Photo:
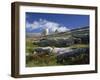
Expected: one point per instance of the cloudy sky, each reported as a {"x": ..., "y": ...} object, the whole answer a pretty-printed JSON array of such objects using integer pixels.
[{"x": 37, "y": 22}]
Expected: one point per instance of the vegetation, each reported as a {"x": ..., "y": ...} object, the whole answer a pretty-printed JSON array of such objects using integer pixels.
[{"x": 74, "y": 40}]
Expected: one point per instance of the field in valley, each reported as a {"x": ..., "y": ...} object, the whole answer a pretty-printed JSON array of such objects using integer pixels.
[{"x": 67, "y": 48}]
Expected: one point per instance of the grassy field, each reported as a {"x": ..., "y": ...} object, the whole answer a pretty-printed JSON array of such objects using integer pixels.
[{"x": 46, "y": 60}]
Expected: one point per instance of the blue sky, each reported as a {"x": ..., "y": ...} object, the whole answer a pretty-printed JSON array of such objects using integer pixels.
[{"x": 37, "y": 22}]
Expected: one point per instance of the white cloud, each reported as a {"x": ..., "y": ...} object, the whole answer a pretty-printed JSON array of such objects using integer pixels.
[{"x": 44, "y": 24}]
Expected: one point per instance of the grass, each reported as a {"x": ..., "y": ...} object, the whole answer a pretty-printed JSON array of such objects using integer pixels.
[{"x": 51, "y": 60}]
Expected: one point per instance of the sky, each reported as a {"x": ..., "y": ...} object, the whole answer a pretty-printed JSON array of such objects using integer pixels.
[{"x": 37, "y": 22}]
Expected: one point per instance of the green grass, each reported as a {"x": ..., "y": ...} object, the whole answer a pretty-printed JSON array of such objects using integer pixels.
[
  {"x": 32, "y": 61},
  {"x": 79, "y": 46}
]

━━━━━━━━━━━━━━━━

Task details —
Output everything in the material exactly. Pictures stay out of it.

Expected answer —
Photo:
Expected: one point per instance of the cloudy sky, each reported as a {"x": ..., "y": ...} object, the whole answer a pretty-printed JSON array of such objects using integer pixels.
[{"x": 37, "y": 22}]
Expected: one point per instance of the vegetation, each reported as a {"x": ..., "y": ...} object, the whole answer a pretty-printed JSON array of such objects using integer pixels.
[{"x": 74, "y": 40}]
Expected: one point per instance of the field in valley, each reported as a {"x": ..., "y": ...} object, the whole answer a pretty-printed JSON array of such objects using integer pixels.
[{"x": 67, "y": 48}]
Expected: one point per instance of the grassy field, each reported as a {"x": ..., "y": ...} object, the whole answer a pretty-printed JSON array of such objects using integer pixels.
[{"x": 46, "y": 60}]
Expected: one point per instance of the blue sky, each reported as a {"x": ..., "y": ...} object, the whole answer a pretty-printed JSON array of such objects using integer pixels.
[{"x": 37, "y": 22}]
Expected: one point per instance of the white cloud, each reported as a {"x": ..., "y": ...} object, the whole answer a pretty-printed JSON array of such objects using integer pixels.
[{"x": 44, "y": 24}]
Expected: one point per instance of the grass, each reported as a {"x": ..., "y": ...} object, the whole answer a pretty-printed JSON array of such objects using integer pixels.
[{"x": 51, "y": 60}]
Expected: one point per instance of the sky, each reported as a {"x": ..., "y": ...} object, the whole answer a pretty-printed JSON array of such objects using integer pixels.
[{"x": 37, "y": 22}]
Expected: one point per instance of the green grass, each reported as a {"x": ..., "y": ...} object, the whole answer a pretty-printed JSON array of such objects using integer pixels.
[
  {"x": 32, "y": 61},
  {"x": 79, "y": 46}
]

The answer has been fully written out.